-- ENTRIES SHOWN --
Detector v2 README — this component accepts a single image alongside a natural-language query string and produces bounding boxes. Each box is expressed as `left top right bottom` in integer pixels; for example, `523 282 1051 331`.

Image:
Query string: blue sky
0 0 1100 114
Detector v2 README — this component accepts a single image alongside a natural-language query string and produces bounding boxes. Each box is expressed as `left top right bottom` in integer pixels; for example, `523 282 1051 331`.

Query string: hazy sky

-- REQUIRED TASK --
Convert the records above into a Markdown table with one row per non-blank line, using the columns "Number" and "Record line".

-- EXERCISE OUTPUT --
| Number | Record line |
|---|---|
| 1 | Detector v2 README — this component accepts a single image alongside a natural-language query string and produces bounding boxes. Each box is expressed as `left top right bottom` in integer pixels; for example, `523 282 1051 331`. |
| 2 | Image: |
| 3 | Query string: blue sky |
| 4 | 0 0 1100 114 |
| 5 | Detector v2 README — this component accepts a single image alongside a natural-language query string and produces bounding boxes. Each box is expressed as `left top right bottom` in integer pixels; for example, `523 282 1051 331`. |
| 6 | Query string: hazy sky |